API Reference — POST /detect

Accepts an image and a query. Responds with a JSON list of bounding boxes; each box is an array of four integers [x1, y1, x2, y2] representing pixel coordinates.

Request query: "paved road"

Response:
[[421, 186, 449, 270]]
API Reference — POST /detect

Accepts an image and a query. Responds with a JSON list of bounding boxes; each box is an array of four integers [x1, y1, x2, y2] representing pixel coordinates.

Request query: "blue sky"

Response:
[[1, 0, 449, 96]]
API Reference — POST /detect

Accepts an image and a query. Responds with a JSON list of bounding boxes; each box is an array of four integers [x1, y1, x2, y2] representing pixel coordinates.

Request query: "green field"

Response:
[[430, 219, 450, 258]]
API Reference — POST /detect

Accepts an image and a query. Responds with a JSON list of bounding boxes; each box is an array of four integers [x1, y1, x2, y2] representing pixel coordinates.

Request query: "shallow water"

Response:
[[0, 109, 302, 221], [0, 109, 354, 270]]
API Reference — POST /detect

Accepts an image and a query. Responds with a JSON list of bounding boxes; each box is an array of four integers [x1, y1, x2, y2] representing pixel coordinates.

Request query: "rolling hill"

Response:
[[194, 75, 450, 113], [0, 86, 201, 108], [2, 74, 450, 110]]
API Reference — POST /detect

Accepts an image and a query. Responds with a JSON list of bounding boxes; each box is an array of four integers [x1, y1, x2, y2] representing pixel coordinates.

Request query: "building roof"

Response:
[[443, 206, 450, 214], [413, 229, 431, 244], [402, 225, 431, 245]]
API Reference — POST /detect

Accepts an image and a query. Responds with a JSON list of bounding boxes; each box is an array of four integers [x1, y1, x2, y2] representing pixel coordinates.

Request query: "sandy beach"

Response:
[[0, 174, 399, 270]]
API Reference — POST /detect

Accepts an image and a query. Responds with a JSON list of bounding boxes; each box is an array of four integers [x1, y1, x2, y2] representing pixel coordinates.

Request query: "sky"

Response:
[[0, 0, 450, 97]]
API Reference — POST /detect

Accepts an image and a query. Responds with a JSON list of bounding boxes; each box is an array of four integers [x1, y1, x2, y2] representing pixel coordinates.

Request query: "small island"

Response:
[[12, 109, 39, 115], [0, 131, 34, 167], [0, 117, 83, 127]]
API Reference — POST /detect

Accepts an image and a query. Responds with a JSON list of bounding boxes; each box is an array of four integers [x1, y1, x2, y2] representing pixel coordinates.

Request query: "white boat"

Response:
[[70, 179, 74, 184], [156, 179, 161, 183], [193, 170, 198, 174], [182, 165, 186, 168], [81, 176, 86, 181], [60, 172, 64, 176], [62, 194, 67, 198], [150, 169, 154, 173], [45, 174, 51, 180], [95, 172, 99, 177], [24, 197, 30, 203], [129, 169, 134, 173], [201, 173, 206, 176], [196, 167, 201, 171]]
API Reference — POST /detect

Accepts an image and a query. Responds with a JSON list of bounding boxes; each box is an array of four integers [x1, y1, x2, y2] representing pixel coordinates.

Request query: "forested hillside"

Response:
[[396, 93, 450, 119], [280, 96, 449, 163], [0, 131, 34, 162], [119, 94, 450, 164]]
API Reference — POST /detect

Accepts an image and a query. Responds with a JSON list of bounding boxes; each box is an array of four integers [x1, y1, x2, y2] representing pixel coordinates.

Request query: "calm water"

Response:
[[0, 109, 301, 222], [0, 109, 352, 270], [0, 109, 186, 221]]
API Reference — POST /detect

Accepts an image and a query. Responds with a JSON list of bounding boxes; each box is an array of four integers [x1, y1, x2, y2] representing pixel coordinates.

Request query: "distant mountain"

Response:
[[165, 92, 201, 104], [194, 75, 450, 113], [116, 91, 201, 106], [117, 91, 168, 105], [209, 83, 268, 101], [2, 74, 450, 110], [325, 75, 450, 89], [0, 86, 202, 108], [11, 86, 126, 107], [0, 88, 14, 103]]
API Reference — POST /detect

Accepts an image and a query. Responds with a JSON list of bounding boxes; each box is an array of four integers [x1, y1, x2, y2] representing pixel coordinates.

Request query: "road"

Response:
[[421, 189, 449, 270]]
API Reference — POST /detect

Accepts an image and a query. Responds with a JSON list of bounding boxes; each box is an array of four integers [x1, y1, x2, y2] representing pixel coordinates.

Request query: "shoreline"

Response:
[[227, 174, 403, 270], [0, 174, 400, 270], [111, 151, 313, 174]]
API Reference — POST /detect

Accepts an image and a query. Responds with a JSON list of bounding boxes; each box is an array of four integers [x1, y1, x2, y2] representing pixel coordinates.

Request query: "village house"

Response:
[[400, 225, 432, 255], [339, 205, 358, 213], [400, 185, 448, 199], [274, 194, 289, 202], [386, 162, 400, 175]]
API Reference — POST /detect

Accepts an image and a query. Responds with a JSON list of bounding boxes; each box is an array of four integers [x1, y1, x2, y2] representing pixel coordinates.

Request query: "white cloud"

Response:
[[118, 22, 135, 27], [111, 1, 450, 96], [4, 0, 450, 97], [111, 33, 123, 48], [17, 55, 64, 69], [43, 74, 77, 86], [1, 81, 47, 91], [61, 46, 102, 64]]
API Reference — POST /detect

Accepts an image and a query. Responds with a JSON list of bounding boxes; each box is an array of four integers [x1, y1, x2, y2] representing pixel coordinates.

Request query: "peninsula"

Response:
····················
TASK INSTRUCTIONS: Repeat the whole listing exactly, line for line.

ANSWER TO THE PROBLEM:
API Reference — POST /detect

Accepts an image and a query. Responds with a JSON list of bounding boxes; each box is an array of four integers [x1, y1, x2, y2] representing pixel coordinates.

Request query: "paved road"

Response:
[[421, 186, 449, 270]]
API Reference — POST /detect

Accepts an image and a query. Responds with a JSON list of bounding boxes; each box is an array of four integers [x1, y1, x2, y2] representing pixel coordinates.

Request query: "blue sky"

Response:
[[1, 0, 449, 96]]
API Reference — POST /detect

Accepts an image and a query. Responds with a JSON list of bounding boxes; each box is an array of four integers [x1, y1, x2, y2] representing pixel coordinates.

Request query: "green field"

Response:
[[430, 219, 450, 258]]
API Reference — POST /detect

Accepts an image and a query. Responds with a JSON list of bounding boxes; each box is an array of four integers [x1, y1, x2, y2] representing pixel coordinates.

Request query: "shallow water"

Response:
[[0, 109, 302, 221], [0, 109, 354, 270]]
API Reference — POST /detect

Accepts an image and a query. Responds with a JSON list of bounding boxes; each box is an array of four integers [x1, y1, x2, y2] representing pixel coordinates.

Request query: "rolling hill"

Response:
[[194, 75, 450, 113], [0, 86, 201, 108], [2, 74, 450, 110]]
API Reference — POST /detect

Accepts an image and a query. Responds with a JSON list of bounding boxes; each box is an array of four integers [x1, y1, x2, y2] representing pixel coordinates.

Request query: "building roof"

Response:
[[443, 206, 450, 214], [413, 229, 431, 244], [402, 225, 431, 245]]
API Reference — POST /detect

Accepts an image and a query. Responds with a JSON list of bounding boxes; each box is an array of four integers [x1, y1, x2, y2] representing pixel coordinates.

Request query: "sandy beach"

Response:
[[0, 174, 399, 270]]
API Reference — POST /detect

Accepts an image and a query. Responds with a JSON list of bounding boxes; each box is an array of four integers [x1, y1, x2, y2] representing pixel coordinates.

Request query: "sky"

Response:
[[0, 0, 450, 97]]
API Reference — POST /detect

Accepts an image and a query. Responds with a JSON list of bounding boxes; each box is an array of four integers [x1, y1, x2, y2] representing pixel coordinates.

Request query: "small island"

Response:
[[12, 109, 39, 115], [0, 131, 34, 167], [0, 117, 83, 127]]
API Reference — POST /detect

Accepts an image and a query. Responds with a JSON list of bounding boxes; each box is an array of four integers [x1, y1, x2, y2] representing pixel coordinates.

Request query: "white boat"

Response:
[[70, 179, 74, 184], [156, 179, 161, 183], [193, 170, 198, 174], [182, 165, 186, 168], [81, 176, 86, 181], [60, 172, 64, 176], [62, 194, 67, 198], [150, 169, 154, 173], [45, 174, 51, 180], [95, 172, 99, 177], [24, 197, 30, 203], [129, 169, 134, 173], [201, 173, 206, 176], [196, 167, 201, 171]]
API Reference — POST /detect

Accepts an image and a query. Responds with a JSON list of bounding boxes; each box is an array of four integers [x1, y1, x2, y2] representing pixel coordinates.

Request query: "forested hillside"

Response:
[[396, 93, 450, 119], [280, 96, 449, 163], [0, 131, 34, 162], [119, 94, 450, 164]]
API Reference — POST /detect

Accepts an image and a query. Responds with a JSON list of bounding boxes; each box is an array of four integers [x1, y1, x2, y2] representing pixel coordinates.

Request query: "calm water"

Response:
[[0, 109, 301, 222], [0, 109, 352, 270], [0, 109, 186, 221]]
API Reference — POST /detect

Accepts an image and a query. Responds with a JSON list of bounding boxes; each box is an array of four integers [x1, y1, x2, y2] representing pixel coordinates.

Request query: "distant mountain"

Response:
[[165, 92, 201, 104], [194, 75, 450, 113], [116, 91, 201, 106], [117, 91, 168, 105], [209, 83, 268, 101], [2, 74, 450, 110], [325, 75, 450, 89], [0, 86, 202, 108], [11, 86, 126, 107], [0, 88, 14, 103]]
API Reference — POST /detect

Accepts an image and a query. Responds with a JSON list of bounding boxes; each box is an array of four integers [x1, y1, x2, y2] representing pixel coordinates.

Request query: "road"

Response:
[[421, 189, 449, 270]]
API Reference — POST /detect

Accepts an image and a query. Responds with a JSON list of bounding boxes; each box is an array of four integers [x1, y1, x2, y2] representing pixel coordinates.

Request query: "shoreline"

Response:
[[227, 174, 403, 270], [0, 174, 400, 270], [111, 151, 313, 174]]
API Reference — POST /detect

Accepts an image and a query. Responds with a JSON list of bounding boxes; each box is an array of four integers [x1, y1, x2, y2] representing pixel coordinates.

Request query: "village house"

Response:
[[400, 225, 432, 255], [339, 205, 358, 213], [400, 185, 448, 199], [274, 194, 289, 202], [386, 162, 400, 175]]
API Reference — POST /detect

Accepts an image and a query. Responds with a JSON list of bounding boxes; each box is an array of four integers [x1, y1, x2, y2] representing pixel coordinates.

Request query: "white cloud"

Response:
[[118, 22, 135, 27], [111, 1, 450, 96], [4, 0, 450, 97], [111, 33, 123, 48], [17, 55, 64, 69], [43, 74, 77, 86], [1, 81, 47, 91], [61, 46, 102, 64]]
API Reference — POST /detect

Accepts an image and a query. Responds with a JSON list of bounding boxes; each box is an array of four integers [x1, y1, x2, y2] representing pixel coordinates.

Request query: "peninsula"

Response:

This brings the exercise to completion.